| Work request 1 |
Reproduce the passage on the SQUIRLS algorithm word for word, starting at "Nonetheless, a high" and ending at "amino acid sequence.".
| Work request 2 |
In the passage on the SQUIRLS algorithm, what share of all disease-causing genetic variants affect pre-mRNA splicing?

** Quoted passage follows **

SQUIRLS: Finding splice variants of clinical importance

A concept image of a genetic mutation in a strand of DNA

Whole exome and whole genome sequencing have greatly improved the diagnosis of Mendelian disorders and diseases. And it’s getting better, as the diagnostic yield has improved from 16%-25% in early studies to 35%-60% currently, sparing many patients and families from a long and arduous diagnostic odyssey to find the root cause of disease. 

Nonetheless, a high proportion of cases still remain unresolved, underscoring the need for better tools for finding disease-causing genetic variants. A recent paper presents a new algorithm, named SQUIRLS, that provides accurate, automated detection of variants that affect mRNA splicing, which underlie many Mendelian disorders. 

When a messenger RNA (mRNA) is first transcribed from its DNA code, it carries the information needed to make a functional protein, but not in final form. After it exits the nucleus as a pre-mRNA, and before it’s translated to a protein by a ribosome, it undergoes what is known as the splicing process. Certain segments (introns) are deleted and others (exons) are retained, and the remaining exons are spliced together into a mature mRNA transcript that will yield a protein with the correct amino acid sequence. 

Splicing is tightly controlled, but mutations and other variations in the DNA sequence may disrupt it. Defective splicing can lead to skipped exons, included introns and other errors in the mRNA transcript that is translated. The resulting protein is unlikely to function properly, potentially leading to disease. In fact, research has shown that at least 15 percent of all disease-causing genetic variants are ones that affect pre-mRNA splicing. It is therefore vital to identify and interpret variants in the DNA sequences that alter splicing as part of clinical sequencing and diagnostics.

** End of Quoted passage **
** Records supplied follows **

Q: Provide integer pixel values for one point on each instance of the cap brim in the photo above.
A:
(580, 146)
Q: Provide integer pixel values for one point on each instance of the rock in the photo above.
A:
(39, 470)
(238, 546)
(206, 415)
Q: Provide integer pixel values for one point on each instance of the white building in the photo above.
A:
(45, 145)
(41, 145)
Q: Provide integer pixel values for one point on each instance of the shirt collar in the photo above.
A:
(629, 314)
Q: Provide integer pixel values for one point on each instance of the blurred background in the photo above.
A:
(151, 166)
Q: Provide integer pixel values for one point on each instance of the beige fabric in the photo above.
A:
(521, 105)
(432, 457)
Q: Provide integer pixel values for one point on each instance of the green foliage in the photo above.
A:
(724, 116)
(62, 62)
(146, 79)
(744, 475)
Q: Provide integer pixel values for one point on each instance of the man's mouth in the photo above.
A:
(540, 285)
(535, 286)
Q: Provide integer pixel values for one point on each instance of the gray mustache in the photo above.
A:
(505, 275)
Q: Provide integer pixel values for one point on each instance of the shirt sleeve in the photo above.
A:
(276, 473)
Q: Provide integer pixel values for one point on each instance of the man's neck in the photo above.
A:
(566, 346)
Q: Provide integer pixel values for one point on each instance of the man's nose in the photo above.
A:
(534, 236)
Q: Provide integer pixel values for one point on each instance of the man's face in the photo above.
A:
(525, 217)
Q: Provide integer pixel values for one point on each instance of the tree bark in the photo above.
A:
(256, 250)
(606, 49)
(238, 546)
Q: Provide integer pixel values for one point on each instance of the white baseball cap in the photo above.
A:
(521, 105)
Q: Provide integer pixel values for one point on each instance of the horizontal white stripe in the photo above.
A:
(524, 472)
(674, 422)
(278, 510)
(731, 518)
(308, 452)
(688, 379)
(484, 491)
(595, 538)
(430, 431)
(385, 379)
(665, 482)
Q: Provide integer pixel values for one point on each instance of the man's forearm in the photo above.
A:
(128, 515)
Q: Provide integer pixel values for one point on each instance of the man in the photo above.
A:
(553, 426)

** End of Records supplied **

| Task answer 1 |
Nonetheless, a high proportion of cases still remain unresolved, underscoring the need for better tools for finding disease-causing genetic variants. A recent paper presents a new algorithm, named SQUIRLS, that provides accurate, automated detection of variants that affect mRNA splicing, which underlie many Mendelian disorders. 

When a messenger RNA (mRNA) is first transcribed from its DNA code, it carries the information needed to make a functional protein, but not in final form. After it exits the nucleus as a pre-mRNA, and before it’s translated to a protein by a ribosome, it undergoes what is known as the splicing process. Certain segments (introns) are deleted and others (exons) are retained, and the remaining exons are spliced together into a mature mRNA transcript that will yield a protein with the correct amino acid sequence.

| Task answer 2 |
At least 15 percent.